*** EXERCISE DATA Section Begins ***

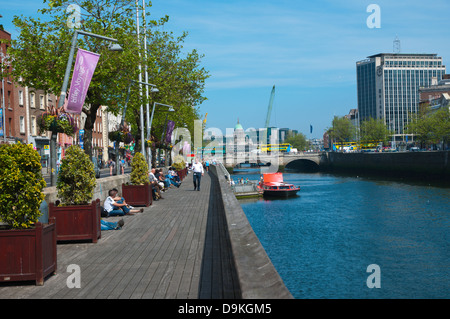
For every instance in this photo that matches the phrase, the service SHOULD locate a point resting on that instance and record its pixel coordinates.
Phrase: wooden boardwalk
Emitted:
(159, 254)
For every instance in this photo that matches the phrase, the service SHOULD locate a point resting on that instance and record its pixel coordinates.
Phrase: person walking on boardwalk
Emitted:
(197, 168)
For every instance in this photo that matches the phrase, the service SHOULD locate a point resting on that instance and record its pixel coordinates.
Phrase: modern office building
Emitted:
(388, 86)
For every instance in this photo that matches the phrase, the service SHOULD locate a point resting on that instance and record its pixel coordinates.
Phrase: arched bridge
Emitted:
(303, 160)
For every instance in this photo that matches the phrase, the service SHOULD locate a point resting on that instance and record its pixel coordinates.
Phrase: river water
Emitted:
(322, 241)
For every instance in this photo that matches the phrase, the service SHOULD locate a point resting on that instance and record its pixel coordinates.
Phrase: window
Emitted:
(22, 124)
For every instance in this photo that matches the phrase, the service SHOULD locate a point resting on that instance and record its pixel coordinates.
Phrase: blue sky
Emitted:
(308, 49)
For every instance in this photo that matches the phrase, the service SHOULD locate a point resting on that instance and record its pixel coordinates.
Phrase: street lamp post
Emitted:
(64, 92)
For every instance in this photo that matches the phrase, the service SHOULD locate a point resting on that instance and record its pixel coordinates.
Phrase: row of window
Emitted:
(413, 63)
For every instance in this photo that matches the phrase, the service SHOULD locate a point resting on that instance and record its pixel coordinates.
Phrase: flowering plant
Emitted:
(59, 122)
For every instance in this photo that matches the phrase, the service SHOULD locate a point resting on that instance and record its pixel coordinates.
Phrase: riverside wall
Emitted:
(257, 277)
(407, 164)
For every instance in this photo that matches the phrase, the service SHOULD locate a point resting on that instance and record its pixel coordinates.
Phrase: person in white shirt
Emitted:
(197, 169)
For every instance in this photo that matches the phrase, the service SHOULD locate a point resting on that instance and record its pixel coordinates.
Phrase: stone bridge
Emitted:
(303, 160)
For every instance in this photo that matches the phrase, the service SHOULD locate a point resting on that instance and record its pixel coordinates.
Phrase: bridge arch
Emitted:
(303, 164)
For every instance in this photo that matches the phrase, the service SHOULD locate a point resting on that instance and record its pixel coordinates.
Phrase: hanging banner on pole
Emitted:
(170, 127)
(83, 71)
(1, 123)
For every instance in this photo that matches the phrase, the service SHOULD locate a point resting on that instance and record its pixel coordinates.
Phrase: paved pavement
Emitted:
(159, 254)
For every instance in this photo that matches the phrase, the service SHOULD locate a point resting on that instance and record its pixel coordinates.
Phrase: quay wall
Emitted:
(257, 277)
(412, 164)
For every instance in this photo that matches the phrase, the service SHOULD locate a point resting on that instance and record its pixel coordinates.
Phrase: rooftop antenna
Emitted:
(397, 45)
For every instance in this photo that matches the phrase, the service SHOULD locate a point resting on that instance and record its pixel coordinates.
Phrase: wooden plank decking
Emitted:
(159, 254)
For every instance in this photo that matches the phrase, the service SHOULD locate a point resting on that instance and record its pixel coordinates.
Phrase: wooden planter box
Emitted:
(28, 254)
(74, 223)
(137, 195)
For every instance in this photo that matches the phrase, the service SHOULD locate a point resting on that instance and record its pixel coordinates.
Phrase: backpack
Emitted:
(103, 212)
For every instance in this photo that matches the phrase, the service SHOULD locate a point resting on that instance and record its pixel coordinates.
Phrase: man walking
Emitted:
(197, 168)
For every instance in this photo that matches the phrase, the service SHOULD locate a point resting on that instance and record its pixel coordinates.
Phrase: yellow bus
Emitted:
(283, 148)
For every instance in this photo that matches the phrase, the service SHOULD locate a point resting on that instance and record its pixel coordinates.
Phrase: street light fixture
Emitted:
(113, 47)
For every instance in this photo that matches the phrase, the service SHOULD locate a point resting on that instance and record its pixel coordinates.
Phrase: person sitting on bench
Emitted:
(114, 208)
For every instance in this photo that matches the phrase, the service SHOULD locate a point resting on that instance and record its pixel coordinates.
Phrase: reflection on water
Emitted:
(322, 241)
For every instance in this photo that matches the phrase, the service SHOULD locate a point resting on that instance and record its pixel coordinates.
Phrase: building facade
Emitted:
(388, 86)
(7, 123)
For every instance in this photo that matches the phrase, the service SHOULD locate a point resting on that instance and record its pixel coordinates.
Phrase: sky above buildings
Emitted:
(307, 49)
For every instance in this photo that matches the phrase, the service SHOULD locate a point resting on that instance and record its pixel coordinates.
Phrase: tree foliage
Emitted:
(21, 185)
(76, 178)
(42, 48)
(139, 170)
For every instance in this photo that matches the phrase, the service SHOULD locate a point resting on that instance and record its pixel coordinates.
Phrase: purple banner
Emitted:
(170, 127)
(83, 71)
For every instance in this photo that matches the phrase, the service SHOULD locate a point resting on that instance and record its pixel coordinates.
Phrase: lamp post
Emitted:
(149, 127)
(62, 98)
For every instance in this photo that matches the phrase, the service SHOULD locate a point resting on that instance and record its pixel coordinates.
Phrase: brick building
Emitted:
(7, 122)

*** EXERCISE DATA Section Ends ***

*DIRECTIONS FOR THIS TASK*
Nothing but the lines from the one with "Phrase: person sitting on bench" through the last line of the entries should be repeated, and those exactly.

*SOLUTION TO THE EXERCISE*
Phrase: person sitting on bench
Emitted:
(114, 208)
For every instance in this photo that matches the phrase, the service SHOULD locate a point resting on that instance and record its pixel coordinates.
Phrase: reflection on water
Emitted:
(322, 241)
For every instance in this photo that matches the phrase, the service SHOULD locate a point resting on that instance and record its pixel coordinates.
Phrase: building facade
Emitted:
(388, 86)
(7, 123)
For every instance in this photo that matches the phrase, the service SHOULD locate a point resting on that instance and record its pixel coordinates.
Phrase: sky above buildings
Emitted:
(307, 49)
For every instance in this photo that matches the phrase, the service SHOULD locate a point resting on that instance and record its pixel coordinates.
Phrase: tree foliage
Emitted:
(21, 185)
(76, 178)
(42, 48)
(139, 170)
For every instance in this photo that matches the phrase, the service SHOULD locate a point resting on that instance and record its pixel coordinates.
Phrase: purple banner
Emitted:
(170, 127)
(83, 71)
For every instance in this photo that matches the phrase, the service SHOULD locate a point resting on that instance and record its pixel coordinates.
Phrase: lamp post
Emitted:
(149, 127)
(62, 98)
For every instance in this photo that matches the phrase, the service SHOULD locate a point resting on that instance and record its pixel coordinates.
Phrase: brick building
Emitted:
(7, 122)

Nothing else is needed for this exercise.